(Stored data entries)
╭──
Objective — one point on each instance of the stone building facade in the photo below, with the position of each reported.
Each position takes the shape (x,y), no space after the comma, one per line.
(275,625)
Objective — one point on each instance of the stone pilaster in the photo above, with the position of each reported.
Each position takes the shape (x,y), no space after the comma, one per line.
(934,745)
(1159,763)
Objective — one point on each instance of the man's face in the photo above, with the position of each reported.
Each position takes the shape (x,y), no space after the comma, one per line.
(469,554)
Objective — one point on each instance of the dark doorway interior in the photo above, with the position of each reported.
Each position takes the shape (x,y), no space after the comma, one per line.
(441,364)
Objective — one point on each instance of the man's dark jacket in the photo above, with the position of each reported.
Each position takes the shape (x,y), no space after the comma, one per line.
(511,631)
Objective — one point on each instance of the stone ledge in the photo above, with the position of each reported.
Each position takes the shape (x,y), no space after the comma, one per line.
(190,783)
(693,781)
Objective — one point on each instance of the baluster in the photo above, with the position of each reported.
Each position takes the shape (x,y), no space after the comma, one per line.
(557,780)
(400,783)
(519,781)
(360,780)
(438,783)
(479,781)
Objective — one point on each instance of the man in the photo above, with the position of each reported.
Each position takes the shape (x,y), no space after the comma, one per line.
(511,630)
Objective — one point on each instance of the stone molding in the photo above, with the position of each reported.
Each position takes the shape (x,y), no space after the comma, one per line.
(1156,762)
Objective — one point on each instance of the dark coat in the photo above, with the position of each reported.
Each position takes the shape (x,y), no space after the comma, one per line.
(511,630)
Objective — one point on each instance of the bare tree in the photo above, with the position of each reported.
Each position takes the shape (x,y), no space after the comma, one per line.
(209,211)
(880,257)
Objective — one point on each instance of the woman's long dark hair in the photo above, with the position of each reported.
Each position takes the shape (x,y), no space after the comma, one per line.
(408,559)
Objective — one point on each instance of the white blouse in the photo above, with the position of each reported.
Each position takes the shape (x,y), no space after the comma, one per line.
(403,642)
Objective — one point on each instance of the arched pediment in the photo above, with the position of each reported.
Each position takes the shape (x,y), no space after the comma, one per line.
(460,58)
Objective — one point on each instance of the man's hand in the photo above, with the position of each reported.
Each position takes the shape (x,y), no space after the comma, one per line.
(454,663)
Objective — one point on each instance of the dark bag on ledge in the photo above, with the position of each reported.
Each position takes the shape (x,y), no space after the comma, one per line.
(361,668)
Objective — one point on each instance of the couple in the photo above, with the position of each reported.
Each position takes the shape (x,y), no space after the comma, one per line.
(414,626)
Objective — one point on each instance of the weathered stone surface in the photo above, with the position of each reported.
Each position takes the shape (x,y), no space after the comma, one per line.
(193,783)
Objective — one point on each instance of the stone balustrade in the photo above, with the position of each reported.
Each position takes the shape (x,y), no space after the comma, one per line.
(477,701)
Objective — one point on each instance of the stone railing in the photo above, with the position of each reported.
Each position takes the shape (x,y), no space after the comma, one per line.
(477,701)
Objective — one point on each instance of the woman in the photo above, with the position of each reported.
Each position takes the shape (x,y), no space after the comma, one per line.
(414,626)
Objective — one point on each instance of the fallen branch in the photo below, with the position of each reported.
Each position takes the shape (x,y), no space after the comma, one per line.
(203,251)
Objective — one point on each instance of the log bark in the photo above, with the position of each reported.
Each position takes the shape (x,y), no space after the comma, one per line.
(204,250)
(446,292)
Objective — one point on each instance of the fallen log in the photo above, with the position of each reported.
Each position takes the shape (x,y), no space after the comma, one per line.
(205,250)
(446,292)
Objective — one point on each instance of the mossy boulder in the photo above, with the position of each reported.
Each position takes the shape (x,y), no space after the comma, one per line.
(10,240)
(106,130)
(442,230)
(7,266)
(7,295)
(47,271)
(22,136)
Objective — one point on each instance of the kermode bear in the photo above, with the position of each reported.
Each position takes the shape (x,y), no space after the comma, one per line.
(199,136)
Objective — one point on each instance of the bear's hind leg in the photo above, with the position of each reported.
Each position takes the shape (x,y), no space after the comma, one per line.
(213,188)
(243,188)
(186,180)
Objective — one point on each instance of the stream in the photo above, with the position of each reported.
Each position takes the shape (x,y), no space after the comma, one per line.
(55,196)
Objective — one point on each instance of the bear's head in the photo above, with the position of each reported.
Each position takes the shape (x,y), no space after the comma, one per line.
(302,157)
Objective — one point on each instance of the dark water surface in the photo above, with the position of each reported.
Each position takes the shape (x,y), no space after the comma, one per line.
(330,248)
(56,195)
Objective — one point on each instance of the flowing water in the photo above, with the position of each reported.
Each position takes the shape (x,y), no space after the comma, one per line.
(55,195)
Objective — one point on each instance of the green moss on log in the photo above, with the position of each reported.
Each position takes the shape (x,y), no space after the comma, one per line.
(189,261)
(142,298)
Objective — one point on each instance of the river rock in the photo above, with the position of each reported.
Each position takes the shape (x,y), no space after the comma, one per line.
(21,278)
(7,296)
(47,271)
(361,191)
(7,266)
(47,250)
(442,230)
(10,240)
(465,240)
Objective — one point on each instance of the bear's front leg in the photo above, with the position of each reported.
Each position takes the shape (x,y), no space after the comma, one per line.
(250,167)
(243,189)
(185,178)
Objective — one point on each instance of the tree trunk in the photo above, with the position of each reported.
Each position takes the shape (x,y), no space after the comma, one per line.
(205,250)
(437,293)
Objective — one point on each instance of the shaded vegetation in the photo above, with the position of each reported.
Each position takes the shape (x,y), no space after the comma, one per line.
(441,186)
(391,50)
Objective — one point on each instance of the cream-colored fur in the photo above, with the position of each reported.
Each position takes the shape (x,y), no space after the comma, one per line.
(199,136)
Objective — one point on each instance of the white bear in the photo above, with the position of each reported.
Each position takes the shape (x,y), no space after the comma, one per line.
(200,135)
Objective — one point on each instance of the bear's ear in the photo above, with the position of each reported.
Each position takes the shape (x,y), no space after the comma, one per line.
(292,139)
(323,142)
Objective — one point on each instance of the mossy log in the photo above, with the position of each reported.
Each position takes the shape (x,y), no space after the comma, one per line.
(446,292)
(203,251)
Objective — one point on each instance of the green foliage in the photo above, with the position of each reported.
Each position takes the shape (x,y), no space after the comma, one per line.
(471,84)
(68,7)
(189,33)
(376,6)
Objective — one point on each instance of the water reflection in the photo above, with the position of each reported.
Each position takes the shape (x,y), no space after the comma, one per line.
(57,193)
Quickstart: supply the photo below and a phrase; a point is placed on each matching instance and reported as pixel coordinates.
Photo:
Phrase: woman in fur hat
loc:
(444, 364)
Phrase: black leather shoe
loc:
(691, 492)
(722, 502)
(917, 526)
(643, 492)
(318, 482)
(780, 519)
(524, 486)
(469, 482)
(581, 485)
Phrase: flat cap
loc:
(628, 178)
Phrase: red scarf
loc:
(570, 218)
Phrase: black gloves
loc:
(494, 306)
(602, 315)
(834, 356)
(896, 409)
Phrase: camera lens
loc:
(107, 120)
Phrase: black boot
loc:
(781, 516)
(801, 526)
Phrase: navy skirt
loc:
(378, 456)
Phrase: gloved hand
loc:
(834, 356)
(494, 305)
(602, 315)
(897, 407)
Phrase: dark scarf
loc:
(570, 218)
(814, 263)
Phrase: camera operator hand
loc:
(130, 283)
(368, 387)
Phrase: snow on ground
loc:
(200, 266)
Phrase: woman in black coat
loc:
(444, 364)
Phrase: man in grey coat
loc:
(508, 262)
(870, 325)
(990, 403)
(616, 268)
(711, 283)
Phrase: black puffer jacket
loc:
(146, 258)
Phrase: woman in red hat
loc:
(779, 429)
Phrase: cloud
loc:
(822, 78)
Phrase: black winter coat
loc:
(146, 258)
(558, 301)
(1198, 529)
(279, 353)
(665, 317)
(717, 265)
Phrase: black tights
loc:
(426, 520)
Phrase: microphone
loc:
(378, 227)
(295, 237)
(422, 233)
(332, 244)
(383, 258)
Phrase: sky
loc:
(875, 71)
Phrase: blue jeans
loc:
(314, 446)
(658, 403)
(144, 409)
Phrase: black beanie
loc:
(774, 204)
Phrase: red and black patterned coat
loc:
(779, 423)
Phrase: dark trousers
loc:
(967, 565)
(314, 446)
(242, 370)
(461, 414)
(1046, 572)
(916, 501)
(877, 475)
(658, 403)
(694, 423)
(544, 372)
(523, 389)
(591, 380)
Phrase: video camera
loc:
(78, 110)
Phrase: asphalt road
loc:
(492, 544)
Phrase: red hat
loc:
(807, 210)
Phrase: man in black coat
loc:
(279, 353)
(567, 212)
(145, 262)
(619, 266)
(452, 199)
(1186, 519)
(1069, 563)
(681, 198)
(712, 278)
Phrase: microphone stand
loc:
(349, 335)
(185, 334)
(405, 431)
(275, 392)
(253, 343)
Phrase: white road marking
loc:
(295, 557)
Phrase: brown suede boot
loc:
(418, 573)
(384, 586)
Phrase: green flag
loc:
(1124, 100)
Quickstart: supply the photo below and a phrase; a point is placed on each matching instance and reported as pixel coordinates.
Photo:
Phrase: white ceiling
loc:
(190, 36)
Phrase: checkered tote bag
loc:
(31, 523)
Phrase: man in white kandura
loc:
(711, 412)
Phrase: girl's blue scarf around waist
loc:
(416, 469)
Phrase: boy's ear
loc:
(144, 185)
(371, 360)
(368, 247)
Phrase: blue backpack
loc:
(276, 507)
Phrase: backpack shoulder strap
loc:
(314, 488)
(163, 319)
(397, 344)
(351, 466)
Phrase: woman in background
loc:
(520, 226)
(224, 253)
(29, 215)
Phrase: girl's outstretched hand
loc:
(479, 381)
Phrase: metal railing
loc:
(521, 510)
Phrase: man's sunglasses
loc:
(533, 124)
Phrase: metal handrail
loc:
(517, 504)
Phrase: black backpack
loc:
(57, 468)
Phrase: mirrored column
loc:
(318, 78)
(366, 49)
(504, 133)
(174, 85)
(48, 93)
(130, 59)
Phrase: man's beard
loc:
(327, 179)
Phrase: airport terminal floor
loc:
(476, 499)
╰──
# [Problem to work on]
Go through the entries above and count the lines with the word "below", then give only that number.

# [Answer box]
4